Point localization data
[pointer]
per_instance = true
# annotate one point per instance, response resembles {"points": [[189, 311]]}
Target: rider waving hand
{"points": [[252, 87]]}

== Your goal ==
All of the data must be set down again exactly.

== Answer to this problem ==
[pointer]
per_instance = true
# annotate one point per instance, response resembles {"points": [[189, 311]]}
Target: rider waving hand
{"points": [[252, 87]]}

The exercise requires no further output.